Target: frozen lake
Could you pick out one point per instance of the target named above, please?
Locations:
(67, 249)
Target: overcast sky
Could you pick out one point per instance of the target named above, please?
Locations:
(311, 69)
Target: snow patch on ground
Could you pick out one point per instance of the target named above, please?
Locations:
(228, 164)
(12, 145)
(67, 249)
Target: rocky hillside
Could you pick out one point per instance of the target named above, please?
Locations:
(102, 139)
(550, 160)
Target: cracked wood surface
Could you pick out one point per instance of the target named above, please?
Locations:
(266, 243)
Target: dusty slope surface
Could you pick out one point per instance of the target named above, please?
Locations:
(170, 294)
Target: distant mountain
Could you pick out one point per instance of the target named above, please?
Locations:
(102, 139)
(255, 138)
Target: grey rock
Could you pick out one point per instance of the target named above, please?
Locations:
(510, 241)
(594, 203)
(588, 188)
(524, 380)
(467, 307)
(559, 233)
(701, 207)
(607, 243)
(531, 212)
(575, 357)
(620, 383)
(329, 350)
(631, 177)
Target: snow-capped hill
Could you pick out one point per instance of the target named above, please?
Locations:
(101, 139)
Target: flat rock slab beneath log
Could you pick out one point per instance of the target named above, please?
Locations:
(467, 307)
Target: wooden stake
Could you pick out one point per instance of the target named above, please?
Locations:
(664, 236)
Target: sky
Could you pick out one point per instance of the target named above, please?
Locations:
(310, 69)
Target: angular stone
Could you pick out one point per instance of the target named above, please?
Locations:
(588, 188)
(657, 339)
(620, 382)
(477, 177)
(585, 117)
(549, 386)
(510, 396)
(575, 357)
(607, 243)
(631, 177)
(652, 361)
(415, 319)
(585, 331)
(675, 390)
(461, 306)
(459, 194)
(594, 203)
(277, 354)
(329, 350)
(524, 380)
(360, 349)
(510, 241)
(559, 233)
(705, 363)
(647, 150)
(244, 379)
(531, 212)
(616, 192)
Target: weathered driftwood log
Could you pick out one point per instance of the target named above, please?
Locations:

========

* _Exercise prompt_: Produce only the lines from the line containing "Target: sky" through the line containing "Target: weathered driftwood log", inclusive of both, exactly as they stand in the entries above.

* _Response box_:
Target: sky
Could you pick out one point per instance of the target named above, please?
Locations:
(310, 69)
Target: angular stone
Could you pick out one point per instance of the target named above, please?
Locations:
(588, 188)
(657, 339)
(620, 382)
(477, 177)
(585, 117)
(549, 386)
(510, 396)
(575, 357)
(607, 243)
(631, 177)
(652, 361)
(415, 319)
(585, 331)
(675, 390)
(461, 306)
(459, 194)
(594, 203)
(277, 354)
(329, 350)
(524, 380)
(360, 349)
(510, 241)
(559, 233)
(705, 363)
(647, 150)
(244, 379)
(531, 212)
(616, 192)
Target: weathered driftwood log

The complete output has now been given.